● **EXERCÍCIO CURTO**
No texto sobre a crise nas redações, por que motivo se dá poder aos menos capacitados?

─── TEXTO PARA LEITURA

O MEDO DA CONCORRÊNCIA - O dinheiro reservado à remuneração dos jornalistas tem trocado de mãos ultimamente, pois as empresas de comunicação meteram-se em negócios gigantescos, fora do seu nicho, atraídos pela ambição de grandes ganhos e iludidos pelo horror natural que no Brasil se tem à concorrência. Todos correram para amealhar mais poder e acabaram transformando seus calcanhares em areia e seus pés em barro. Os veículos que os projetaram entraram numa espiral de decadência e alguns sofrem intervenções do capital financeiro. A solução é trazida também de fora das redações, intensificando os erros. As consultorias, que muitas vezes são remuneradas pelo número de cabeças que cortam, colocam suas grandes patas de urso nas redações demitindo gente qualificada e cortando a relação produtiva que deve existir entre veteranos e estreantes (que é garantia de transmissão de competência de uma geração para outra). Dá-se poder aos menos capacitados porque são mais baratos e mais dóceis. Resultado: ficam na rua quadros magníficos, que fariam inveja em qualquer redação do mundo, enquanto os veículos, que enriquecem profissionais de outras áreas, continuam em crise. Esse tema está sendo destacado hoje no Comunique-se, que veicula matéria sobre o Seminário Internacional de Jornalismo. O destaque é um consultor português que não aconselha o corte nas redações. Parece que estão acordando. Será que vão seguir o conselho?

──────
─── ENTRADAS EXTRAÍDAS

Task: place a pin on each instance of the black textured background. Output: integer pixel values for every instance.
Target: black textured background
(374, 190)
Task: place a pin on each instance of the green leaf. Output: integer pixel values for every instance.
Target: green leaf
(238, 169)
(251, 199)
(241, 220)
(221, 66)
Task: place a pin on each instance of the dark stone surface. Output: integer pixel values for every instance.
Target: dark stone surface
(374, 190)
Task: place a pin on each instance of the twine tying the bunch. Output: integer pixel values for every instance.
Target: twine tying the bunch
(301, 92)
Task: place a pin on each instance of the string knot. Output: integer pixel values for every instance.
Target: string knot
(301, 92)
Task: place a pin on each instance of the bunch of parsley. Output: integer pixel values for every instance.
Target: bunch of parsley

──────

● **RESPOSTA ABAIXO**
Porque são mais baratos e mais dóceis.